▸ Exercise
Exactly the lines below from the one with "Q: Point to the man" up to and including the one with "Q: Point to the spectator in the" make up the answer, with nothing else added.

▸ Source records
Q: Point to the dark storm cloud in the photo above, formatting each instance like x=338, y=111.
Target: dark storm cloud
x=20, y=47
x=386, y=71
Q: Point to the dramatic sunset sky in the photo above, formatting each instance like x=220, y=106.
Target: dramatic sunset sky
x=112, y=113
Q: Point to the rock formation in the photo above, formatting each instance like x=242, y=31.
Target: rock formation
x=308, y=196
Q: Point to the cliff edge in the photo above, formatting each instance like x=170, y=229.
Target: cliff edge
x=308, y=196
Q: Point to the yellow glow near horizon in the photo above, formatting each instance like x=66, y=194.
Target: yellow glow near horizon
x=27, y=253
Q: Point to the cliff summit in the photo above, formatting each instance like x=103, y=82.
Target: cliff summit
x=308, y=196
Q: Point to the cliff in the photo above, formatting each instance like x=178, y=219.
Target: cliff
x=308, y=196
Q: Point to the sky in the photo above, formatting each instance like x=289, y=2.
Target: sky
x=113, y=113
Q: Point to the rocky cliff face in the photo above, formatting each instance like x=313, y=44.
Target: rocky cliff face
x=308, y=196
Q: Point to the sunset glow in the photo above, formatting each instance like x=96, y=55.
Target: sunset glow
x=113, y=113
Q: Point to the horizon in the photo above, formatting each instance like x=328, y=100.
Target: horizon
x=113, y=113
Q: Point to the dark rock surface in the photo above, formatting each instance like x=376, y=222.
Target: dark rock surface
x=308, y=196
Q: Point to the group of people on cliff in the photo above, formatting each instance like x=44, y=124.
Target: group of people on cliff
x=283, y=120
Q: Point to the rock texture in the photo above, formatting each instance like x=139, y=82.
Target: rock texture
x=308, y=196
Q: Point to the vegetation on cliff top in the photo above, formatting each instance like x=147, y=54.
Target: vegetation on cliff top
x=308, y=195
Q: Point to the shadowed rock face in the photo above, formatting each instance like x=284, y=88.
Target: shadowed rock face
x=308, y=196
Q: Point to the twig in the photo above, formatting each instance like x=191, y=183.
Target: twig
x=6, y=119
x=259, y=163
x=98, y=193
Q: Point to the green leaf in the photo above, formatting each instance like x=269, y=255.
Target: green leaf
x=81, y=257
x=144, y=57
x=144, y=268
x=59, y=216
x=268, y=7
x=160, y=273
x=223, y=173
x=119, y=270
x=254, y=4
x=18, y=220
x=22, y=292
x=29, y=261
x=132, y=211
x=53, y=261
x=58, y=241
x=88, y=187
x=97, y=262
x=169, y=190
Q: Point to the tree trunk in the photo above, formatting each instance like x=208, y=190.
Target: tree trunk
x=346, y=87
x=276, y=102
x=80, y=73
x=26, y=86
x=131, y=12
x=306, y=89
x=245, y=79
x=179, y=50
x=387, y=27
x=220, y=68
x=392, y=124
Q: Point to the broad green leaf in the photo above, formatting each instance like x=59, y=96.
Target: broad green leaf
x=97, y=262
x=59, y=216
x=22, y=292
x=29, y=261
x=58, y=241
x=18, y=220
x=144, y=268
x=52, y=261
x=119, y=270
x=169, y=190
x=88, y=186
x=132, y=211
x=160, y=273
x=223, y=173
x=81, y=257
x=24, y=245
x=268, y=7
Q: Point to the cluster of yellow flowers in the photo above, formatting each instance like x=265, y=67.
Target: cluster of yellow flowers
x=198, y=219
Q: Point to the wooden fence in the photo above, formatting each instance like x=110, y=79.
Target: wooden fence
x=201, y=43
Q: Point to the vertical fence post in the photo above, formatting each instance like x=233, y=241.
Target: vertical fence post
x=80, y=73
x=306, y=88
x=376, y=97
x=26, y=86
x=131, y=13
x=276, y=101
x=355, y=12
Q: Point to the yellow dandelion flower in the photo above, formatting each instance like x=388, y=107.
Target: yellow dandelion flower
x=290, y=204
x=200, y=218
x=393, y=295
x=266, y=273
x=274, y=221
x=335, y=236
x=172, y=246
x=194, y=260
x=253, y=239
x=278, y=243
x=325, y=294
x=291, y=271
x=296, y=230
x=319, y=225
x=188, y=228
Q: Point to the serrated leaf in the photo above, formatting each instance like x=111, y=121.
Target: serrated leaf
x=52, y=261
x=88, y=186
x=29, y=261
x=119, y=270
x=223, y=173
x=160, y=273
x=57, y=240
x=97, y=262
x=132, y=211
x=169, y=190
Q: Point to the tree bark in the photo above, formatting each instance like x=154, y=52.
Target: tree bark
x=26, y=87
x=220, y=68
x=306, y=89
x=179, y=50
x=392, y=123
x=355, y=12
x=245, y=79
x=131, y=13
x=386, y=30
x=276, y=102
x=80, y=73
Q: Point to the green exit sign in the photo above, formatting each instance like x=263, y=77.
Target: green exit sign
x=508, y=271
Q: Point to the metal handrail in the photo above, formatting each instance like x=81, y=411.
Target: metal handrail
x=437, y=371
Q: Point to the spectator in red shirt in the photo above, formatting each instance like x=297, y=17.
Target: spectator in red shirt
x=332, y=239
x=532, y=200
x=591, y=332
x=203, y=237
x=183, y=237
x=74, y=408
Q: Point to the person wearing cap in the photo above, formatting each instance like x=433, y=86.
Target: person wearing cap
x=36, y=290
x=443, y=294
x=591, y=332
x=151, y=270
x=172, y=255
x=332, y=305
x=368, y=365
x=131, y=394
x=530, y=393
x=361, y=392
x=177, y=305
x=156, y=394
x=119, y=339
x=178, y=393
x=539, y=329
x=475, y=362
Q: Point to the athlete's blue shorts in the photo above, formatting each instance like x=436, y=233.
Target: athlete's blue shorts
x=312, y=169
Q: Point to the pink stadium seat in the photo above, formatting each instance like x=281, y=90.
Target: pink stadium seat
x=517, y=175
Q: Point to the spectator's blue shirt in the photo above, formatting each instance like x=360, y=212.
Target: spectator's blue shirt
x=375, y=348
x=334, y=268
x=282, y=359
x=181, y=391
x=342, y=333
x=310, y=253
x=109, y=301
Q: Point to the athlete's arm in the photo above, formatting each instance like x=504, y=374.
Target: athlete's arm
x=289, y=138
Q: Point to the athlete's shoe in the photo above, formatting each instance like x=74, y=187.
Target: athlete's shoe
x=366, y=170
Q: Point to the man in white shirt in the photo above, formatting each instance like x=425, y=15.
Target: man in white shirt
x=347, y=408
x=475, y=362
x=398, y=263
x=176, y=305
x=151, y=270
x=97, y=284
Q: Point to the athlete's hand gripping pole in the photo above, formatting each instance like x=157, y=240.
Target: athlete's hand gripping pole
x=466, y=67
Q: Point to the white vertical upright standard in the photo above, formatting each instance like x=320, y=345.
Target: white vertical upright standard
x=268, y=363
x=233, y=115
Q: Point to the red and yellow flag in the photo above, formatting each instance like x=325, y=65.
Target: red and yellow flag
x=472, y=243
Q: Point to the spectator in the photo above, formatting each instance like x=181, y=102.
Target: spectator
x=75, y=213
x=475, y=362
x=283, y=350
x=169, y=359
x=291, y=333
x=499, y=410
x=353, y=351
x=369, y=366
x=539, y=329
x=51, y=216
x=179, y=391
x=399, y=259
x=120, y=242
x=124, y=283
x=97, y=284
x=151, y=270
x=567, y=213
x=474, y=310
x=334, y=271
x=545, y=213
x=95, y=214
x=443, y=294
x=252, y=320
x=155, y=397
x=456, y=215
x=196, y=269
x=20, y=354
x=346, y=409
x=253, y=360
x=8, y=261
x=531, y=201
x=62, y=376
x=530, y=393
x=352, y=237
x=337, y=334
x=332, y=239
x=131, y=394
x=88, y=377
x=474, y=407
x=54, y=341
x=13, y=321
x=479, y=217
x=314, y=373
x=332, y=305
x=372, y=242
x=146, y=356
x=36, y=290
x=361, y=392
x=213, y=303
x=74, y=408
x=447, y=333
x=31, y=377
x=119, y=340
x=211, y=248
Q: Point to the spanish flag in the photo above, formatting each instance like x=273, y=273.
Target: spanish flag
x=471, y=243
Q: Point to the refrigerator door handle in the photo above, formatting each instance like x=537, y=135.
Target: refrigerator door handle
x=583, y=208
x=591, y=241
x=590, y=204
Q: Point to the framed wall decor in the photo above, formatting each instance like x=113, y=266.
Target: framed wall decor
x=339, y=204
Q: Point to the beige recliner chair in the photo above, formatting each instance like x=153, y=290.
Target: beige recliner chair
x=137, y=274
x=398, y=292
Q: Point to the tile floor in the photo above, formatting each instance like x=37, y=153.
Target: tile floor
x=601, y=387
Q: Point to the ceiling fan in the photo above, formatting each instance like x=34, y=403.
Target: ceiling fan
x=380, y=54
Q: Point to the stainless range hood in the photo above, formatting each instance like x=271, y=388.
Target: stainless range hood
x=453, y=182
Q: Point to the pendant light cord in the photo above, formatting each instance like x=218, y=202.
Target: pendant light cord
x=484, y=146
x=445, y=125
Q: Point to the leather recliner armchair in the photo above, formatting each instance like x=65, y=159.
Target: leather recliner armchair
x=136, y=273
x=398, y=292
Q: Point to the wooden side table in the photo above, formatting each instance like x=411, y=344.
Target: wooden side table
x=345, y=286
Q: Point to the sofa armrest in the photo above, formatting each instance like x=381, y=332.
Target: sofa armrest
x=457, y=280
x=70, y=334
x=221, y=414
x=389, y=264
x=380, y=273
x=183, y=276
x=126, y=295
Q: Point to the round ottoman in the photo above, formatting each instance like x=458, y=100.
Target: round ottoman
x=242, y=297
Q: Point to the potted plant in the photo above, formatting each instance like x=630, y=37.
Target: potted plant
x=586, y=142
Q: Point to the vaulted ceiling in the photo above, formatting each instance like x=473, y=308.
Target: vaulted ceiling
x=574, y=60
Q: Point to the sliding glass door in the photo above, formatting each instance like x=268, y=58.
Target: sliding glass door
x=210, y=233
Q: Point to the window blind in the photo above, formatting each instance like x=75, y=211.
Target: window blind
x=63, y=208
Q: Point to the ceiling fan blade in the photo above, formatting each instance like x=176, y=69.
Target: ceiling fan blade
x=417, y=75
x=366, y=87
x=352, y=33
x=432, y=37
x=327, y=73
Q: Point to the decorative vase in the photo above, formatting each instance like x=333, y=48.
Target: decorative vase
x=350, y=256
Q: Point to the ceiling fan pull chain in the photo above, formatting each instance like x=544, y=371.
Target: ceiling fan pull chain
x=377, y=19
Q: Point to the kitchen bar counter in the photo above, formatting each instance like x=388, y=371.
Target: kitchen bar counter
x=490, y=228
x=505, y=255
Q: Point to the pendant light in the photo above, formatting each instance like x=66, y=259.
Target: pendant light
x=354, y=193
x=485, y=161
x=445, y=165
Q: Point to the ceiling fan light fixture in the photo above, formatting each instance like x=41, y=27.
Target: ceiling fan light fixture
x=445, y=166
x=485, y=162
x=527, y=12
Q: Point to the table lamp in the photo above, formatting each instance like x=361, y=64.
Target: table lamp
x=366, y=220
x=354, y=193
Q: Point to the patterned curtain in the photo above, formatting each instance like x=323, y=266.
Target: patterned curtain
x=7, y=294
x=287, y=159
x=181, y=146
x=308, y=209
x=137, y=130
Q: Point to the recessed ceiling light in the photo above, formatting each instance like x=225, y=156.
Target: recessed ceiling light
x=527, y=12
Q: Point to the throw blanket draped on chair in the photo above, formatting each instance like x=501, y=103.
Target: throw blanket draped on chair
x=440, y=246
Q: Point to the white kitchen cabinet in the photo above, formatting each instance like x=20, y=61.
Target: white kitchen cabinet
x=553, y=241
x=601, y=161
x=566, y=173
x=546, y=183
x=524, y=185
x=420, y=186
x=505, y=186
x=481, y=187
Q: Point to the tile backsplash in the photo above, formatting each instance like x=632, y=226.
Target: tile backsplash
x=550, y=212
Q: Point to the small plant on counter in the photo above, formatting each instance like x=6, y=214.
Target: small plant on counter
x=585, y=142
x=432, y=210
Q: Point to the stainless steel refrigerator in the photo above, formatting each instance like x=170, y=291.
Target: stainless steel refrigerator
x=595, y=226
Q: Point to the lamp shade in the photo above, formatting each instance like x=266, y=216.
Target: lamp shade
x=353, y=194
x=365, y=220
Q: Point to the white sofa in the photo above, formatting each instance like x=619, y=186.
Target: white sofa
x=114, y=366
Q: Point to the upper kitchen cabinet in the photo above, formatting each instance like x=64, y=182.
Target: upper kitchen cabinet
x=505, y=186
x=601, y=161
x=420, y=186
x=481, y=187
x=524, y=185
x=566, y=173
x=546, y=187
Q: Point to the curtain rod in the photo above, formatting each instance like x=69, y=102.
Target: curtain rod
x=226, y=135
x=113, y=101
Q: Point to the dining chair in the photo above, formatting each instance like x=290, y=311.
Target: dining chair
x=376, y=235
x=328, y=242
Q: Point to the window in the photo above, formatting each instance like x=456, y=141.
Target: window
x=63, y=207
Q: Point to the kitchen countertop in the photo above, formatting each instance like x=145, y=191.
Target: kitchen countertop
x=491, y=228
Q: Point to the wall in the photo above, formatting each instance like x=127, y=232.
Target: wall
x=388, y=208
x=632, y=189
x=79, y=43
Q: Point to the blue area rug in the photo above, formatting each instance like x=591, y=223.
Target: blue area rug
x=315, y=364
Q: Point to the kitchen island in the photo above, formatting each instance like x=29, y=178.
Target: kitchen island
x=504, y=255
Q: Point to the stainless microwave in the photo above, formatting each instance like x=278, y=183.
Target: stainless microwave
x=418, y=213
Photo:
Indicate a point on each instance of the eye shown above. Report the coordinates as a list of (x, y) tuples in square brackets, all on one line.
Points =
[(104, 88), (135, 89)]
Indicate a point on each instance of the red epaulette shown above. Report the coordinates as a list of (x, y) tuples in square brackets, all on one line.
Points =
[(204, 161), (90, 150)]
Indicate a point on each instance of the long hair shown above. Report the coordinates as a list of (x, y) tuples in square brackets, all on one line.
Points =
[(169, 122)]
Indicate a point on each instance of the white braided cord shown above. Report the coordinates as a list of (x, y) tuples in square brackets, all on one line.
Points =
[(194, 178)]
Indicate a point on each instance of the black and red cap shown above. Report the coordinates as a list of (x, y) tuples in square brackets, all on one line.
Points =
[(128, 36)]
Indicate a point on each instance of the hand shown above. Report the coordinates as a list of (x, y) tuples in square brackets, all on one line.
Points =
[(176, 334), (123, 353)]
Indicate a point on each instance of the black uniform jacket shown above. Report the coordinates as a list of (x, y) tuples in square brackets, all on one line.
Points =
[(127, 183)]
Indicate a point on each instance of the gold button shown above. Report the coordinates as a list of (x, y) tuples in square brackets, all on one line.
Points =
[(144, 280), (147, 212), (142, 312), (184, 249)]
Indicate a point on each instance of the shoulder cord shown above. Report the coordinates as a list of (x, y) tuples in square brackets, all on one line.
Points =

▸ Exercise output
Q: Point to the man in white shirt in the photo above, formatting each instance like x=425, y=15.
Target: man in white shirt
x=347, y=408
x=475, y=362
x=398, y=263
x=176, y=305
x=151, y=270
x=97, y=284
Q: Point to the athlete's hand gripping pole in the photo above, formatting each instance like x=157, y=240.
Target: athlete's hand gripping pole
x=466, y=67
Q: Point to the white vertical upright standard in the photo above, formatting each instance like x=320, y=345.
Target: white vertical upright standard
x=268, y=363
x=233, y=115
Q: Point to the red and yellow flag in the photo above, formatting each instance like x=325, y=65.
Target: red and yellow flag
x=472, y=243
Q: Point to the spectator in the photo above, formatting each instance like x=181, y=102.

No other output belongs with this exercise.